- _WORK INSTRUCTIONS_: Send each entry back exactly as given, pictures excluded.

- _DATA LINES_:
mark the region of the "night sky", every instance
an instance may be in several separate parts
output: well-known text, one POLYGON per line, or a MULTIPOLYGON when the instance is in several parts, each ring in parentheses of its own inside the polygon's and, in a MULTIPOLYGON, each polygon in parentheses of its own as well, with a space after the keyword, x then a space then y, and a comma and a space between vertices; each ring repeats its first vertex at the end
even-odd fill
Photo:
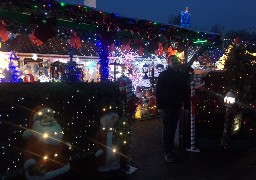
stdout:
MULTIPOLYGON (((62 2, 83 4, 83 0, 62 2)), ((123 17, 167 23, 168 17, 180 14, 186 6, 194 30, 210 31, 217 24, 225 31, 256 31, 256 0, 97 0, 96 9, 123 17)))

- _TASK RESPONSE_:
mark the region of the "night sky", every instance
an instance may be in several separate parts
output: well-known text, one POLYGON per line, or a MULTIPOLYGON when the instance is in several parts, each ring in parentheses of its own inside the polygon's and, in a MULTIPOLYGON, each polygon in parentheses of its own as well, with a space after the keyword, x then a space then y, and a comma and a space between vertices; each ring repeats its first vertex at the end
even-odd fill
Photo:
stdout:
MULTIPOLYGON (((62 2, 83 4, 83 0, 62 2)), ((123 17, 167 23, 168 17, 180 14, 186 6, 194 30, 210 31, 217 24, 225 31, 256 31, 256 0, 97 0, 96 9, 123 17)))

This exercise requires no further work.